◆ **PROBLEM**
Your job with the data below is to output exactly the lines from the one holding "instance of background" down to the one holding "of chameleon leg", both included, and no others.

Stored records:
+++++
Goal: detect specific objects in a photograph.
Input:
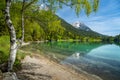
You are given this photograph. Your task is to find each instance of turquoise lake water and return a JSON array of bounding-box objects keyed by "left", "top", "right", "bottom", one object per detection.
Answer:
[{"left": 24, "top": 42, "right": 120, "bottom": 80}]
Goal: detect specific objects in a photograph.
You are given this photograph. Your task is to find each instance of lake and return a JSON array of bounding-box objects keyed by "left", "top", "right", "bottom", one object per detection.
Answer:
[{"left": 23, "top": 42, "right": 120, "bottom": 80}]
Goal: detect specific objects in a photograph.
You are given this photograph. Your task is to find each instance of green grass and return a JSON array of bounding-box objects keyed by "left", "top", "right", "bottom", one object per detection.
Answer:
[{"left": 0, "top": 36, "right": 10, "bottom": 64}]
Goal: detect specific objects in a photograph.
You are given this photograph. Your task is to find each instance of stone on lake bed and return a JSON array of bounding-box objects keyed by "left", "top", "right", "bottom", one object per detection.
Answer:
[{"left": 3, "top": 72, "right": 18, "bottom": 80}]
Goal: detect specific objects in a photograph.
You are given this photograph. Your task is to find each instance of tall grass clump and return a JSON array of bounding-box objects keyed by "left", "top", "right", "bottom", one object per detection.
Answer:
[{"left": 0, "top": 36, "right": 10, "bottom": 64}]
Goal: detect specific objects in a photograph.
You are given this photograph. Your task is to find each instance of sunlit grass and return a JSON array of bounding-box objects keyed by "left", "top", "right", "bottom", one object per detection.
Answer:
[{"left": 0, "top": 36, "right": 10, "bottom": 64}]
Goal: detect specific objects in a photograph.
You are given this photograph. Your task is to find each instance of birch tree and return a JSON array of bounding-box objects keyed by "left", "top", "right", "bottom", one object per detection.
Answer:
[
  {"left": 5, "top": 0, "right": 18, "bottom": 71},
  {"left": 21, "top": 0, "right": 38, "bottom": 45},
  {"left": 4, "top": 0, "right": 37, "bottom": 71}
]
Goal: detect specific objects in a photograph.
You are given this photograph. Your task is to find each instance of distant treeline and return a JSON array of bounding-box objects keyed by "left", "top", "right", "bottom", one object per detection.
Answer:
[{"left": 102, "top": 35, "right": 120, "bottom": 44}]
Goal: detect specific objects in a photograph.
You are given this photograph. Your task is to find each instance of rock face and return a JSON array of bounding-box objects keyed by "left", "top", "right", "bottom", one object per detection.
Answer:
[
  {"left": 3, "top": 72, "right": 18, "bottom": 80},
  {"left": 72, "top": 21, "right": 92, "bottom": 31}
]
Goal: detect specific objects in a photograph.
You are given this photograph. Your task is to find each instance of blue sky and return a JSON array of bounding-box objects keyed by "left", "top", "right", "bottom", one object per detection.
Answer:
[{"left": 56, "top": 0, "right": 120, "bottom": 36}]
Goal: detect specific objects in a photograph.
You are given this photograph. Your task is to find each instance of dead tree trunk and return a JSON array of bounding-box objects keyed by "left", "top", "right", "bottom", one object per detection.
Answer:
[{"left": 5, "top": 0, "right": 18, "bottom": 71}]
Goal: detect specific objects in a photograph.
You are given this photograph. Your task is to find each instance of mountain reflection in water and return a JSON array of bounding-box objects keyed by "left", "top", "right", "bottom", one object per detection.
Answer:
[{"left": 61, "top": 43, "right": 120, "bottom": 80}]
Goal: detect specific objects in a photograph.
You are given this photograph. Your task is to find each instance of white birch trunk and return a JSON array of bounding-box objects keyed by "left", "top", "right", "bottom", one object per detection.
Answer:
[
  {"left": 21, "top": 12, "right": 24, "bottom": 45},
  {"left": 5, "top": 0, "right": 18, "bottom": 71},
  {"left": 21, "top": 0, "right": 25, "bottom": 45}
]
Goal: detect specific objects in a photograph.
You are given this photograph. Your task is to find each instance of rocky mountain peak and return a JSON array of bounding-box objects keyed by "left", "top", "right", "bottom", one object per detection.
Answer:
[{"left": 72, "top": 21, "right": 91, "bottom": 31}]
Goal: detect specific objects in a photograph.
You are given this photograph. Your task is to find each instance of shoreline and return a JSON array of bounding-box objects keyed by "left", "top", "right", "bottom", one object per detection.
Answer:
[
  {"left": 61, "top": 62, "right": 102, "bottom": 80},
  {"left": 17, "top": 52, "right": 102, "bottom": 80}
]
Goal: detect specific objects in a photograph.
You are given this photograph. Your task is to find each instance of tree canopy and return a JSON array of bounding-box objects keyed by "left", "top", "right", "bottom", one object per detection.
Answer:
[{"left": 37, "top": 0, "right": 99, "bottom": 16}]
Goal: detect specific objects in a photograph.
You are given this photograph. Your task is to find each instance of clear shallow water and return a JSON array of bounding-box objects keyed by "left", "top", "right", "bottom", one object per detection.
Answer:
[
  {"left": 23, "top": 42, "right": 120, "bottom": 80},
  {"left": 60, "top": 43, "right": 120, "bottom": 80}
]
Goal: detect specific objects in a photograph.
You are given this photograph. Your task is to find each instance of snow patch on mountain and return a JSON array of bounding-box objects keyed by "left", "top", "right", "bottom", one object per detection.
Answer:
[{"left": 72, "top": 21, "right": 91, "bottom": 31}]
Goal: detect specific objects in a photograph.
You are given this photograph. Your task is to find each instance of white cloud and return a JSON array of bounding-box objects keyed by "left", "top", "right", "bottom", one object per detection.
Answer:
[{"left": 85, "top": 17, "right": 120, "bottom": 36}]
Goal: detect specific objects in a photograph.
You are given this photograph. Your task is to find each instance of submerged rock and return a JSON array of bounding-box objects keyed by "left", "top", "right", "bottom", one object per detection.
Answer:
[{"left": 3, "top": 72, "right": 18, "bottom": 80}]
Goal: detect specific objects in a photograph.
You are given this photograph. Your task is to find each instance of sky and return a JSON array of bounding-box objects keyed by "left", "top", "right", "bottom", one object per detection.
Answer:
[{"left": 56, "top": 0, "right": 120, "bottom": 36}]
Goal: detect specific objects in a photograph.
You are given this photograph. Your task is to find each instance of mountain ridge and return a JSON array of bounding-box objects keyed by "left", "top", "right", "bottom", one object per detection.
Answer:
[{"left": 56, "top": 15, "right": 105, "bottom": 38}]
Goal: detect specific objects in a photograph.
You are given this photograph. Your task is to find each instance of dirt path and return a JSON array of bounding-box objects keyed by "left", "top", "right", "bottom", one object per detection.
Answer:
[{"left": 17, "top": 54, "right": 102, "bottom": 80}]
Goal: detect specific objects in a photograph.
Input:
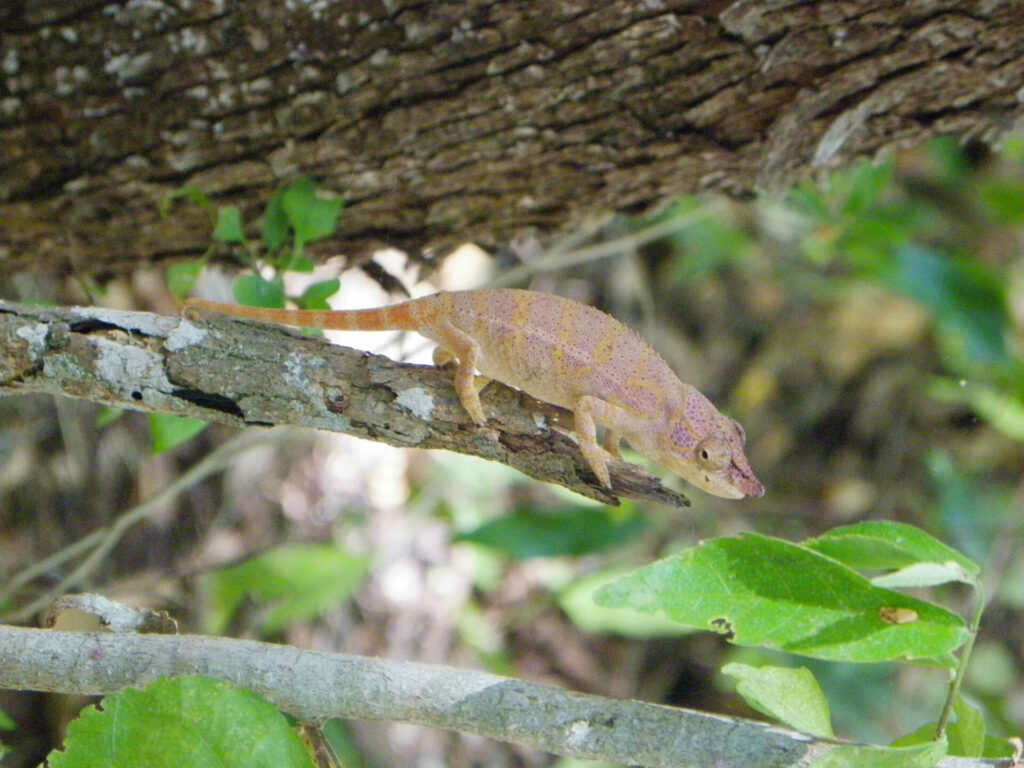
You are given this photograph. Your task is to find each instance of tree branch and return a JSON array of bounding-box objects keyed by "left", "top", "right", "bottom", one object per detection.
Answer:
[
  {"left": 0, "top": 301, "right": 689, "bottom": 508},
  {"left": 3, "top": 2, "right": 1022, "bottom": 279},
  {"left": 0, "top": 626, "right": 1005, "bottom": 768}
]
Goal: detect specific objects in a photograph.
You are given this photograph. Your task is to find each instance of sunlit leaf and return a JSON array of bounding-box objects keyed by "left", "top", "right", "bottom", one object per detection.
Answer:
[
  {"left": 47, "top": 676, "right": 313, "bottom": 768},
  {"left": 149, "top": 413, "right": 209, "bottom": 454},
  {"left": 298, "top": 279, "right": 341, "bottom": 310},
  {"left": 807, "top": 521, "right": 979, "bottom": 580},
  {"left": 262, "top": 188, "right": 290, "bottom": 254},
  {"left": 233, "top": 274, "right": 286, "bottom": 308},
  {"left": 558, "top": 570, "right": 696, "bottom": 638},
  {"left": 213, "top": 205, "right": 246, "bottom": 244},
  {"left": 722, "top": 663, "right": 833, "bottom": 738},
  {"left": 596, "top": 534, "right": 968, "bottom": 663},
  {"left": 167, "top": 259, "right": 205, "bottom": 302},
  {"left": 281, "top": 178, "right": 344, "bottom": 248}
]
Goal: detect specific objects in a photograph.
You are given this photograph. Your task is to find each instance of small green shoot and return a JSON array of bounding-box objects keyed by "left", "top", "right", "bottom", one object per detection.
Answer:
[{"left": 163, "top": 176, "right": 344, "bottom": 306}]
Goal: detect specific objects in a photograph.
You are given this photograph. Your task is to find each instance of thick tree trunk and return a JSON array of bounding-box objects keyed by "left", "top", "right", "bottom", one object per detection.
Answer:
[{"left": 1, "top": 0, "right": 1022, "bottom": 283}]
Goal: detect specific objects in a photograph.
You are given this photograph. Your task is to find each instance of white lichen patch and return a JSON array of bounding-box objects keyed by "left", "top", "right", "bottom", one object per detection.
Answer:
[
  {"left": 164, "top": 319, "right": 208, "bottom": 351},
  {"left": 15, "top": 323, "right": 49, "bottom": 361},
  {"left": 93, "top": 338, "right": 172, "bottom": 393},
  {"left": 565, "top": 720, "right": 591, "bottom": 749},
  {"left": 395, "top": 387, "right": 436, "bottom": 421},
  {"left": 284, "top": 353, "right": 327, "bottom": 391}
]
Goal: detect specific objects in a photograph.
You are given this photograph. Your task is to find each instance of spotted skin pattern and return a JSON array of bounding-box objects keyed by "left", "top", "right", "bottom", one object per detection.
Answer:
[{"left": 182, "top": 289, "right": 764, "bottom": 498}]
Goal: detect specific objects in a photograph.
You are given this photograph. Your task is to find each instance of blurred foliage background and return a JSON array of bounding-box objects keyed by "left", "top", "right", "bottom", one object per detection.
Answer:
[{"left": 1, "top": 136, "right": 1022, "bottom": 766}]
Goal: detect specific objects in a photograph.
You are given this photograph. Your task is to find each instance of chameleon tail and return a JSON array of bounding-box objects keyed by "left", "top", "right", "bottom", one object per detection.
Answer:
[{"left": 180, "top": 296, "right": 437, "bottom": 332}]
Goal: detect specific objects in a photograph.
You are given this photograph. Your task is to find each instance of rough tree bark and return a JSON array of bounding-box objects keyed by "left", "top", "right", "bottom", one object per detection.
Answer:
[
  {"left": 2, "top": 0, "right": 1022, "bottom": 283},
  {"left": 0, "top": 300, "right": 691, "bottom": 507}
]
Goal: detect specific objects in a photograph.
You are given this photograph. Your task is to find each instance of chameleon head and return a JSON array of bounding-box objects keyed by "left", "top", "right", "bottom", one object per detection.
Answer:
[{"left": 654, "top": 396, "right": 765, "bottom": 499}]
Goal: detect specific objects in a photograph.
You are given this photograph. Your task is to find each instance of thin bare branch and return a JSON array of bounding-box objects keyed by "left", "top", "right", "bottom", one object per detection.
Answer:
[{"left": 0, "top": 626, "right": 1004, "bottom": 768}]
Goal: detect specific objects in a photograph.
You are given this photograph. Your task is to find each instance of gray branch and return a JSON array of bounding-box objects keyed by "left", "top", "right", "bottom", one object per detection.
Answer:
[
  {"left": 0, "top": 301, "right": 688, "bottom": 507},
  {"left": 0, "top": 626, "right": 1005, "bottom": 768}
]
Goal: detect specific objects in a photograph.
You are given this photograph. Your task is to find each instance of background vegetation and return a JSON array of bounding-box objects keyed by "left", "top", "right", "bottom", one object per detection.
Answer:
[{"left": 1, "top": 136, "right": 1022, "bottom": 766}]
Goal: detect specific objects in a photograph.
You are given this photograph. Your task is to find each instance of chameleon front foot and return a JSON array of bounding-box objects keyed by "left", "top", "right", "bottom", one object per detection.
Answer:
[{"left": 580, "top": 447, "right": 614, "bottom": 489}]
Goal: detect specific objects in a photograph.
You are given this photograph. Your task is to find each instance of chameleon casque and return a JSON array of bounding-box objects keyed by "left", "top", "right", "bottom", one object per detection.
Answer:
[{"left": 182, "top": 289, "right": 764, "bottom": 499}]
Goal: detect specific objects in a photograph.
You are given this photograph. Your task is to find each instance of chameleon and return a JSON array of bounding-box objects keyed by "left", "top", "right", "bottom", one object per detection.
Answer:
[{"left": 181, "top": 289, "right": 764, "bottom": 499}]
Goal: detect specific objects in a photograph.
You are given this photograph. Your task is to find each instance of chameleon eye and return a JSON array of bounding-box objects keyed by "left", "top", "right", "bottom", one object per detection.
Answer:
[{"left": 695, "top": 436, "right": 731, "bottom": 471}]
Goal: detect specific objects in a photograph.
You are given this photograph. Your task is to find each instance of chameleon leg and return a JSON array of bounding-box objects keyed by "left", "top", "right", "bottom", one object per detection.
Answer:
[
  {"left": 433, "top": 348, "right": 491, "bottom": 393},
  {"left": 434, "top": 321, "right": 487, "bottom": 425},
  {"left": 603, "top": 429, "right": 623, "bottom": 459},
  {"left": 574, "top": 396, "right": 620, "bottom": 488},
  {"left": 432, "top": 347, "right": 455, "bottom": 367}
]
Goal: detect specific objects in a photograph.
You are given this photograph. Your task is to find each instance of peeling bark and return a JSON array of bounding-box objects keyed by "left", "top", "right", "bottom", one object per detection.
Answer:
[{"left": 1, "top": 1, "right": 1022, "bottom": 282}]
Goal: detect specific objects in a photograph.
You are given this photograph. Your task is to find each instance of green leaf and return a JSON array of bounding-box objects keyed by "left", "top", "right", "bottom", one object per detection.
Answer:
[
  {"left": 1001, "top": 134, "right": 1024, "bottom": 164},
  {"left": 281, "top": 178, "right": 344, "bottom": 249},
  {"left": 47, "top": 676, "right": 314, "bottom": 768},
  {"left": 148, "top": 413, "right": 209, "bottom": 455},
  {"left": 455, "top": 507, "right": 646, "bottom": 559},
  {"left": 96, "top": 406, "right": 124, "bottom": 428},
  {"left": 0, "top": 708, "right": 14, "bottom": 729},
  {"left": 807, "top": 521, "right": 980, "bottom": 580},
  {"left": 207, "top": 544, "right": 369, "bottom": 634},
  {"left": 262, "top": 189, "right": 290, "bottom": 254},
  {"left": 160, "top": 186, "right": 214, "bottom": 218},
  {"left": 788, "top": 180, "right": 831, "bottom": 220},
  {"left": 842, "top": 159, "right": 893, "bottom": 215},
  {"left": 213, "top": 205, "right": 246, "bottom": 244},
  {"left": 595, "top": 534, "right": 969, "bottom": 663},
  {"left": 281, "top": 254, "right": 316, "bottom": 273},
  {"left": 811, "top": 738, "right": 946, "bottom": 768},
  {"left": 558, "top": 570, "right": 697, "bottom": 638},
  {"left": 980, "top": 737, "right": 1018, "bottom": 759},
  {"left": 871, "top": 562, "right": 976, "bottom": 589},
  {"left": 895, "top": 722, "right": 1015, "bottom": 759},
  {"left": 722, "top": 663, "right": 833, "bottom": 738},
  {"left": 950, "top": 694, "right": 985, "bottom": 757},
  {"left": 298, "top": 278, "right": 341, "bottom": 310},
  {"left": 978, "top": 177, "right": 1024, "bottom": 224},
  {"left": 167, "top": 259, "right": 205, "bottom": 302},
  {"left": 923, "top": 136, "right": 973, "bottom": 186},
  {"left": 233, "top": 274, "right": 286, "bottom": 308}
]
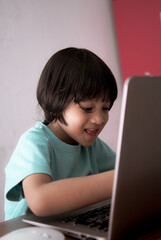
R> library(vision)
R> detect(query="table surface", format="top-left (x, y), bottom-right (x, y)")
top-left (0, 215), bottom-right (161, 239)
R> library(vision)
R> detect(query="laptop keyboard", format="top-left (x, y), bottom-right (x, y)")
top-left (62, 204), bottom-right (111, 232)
+++++
◆ **ANSWER BELOW**
You are given this photograph. Your task is to find each instance of background vegetation and return a JSON array of bounding-box objects keyed by "left", "top", "right", "bottom", one object per detection.
Answer:
[{"left": 1, "top": 136, "right": 1022, "bottom": 766}]
Goal: detect specific objects in a photograph.
You are given this photograph. Your task is to find each instance of chameleon front foot and return a JSON array of bounding-box objects keyed by "left", "top", "right", "bottom", one object per detection.
Answer:
[{"left": 580, "top": 447, "right": 614, "bottom": 489}]
Goal: detect specific objects in a photograph.
You are given this photograph. Your task is to find each instance of chameleon casque and return a JSON array of bounding-box objects keyed by "left", "top", "right", "bottom", one object per detection.
Answer:
[{"left": 182, "top": 289, "right": 764, "bottom": 499}]
Goal: detect specific objects in a photograph.
You are given this photograph. Your task is to find each instance of chameleon and return a JSON array of bounding-box objects keyed by "left", "top", "right", "bottom", one object per detection.
Answer:
[{"left": 181, "top": 289, "right": 764, "bottom": 499}]
Goal: detect specific objects in a photograph.
You are given this photograph. Your task is to find each instance of chameleon eye and return a JSON array of bounding-box objects keyed by "left", "top", "right", "bottom", one object per detection.
Answer:
[{"left": 695, "top": 436, "right": 731, "bottom": 471}]
Goal: detect specific objects in a photograph.
You are given this photograph. Your task is to find each instance of chameleon leg and return a JSON array of bounding-box objects keyed by "left", "top", "right", "bottom", one object per detection.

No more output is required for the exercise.